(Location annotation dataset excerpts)

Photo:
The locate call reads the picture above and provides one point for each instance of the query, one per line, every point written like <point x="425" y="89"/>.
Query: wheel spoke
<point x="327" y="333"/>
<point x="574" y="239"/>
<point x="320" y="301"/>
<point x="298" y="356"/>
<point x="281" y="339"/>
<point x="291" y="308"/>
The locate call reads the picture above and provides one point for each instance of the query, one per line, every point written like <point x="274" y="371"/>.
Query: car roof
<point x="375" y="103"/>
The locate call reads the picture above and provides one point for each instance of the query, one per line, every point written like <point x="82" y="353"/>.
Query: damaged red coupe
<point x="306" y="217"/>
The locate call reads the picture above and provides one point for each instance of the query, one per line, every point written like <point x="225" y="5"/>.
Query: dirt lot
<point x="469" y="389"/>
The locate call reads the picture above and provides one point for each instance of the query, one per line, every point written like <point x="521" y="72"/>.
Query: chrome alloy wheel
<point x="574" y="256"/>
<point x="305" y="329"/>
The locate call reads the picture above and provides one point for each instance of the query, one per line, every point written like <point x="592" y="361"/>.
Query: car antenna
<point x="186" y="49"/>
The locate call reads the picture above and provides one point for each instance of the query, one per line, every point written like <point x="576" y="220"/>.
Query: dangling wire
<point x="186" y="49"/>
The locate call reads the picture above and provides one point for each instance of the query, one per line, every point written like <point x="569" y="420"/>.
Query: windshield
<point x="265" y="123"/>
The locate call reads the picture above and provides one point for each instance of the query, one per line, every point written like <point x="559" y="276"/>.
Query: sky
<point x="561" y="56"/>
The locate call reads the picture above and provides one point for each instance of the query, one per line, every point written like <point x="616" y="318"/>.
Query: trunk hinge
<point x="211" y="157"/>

Problem description
Gather every line in the records above that contains the word "wheel" and copy each of those lines in full.

Complete answer
Query: wheel spoke
Query: chrome alloy wheel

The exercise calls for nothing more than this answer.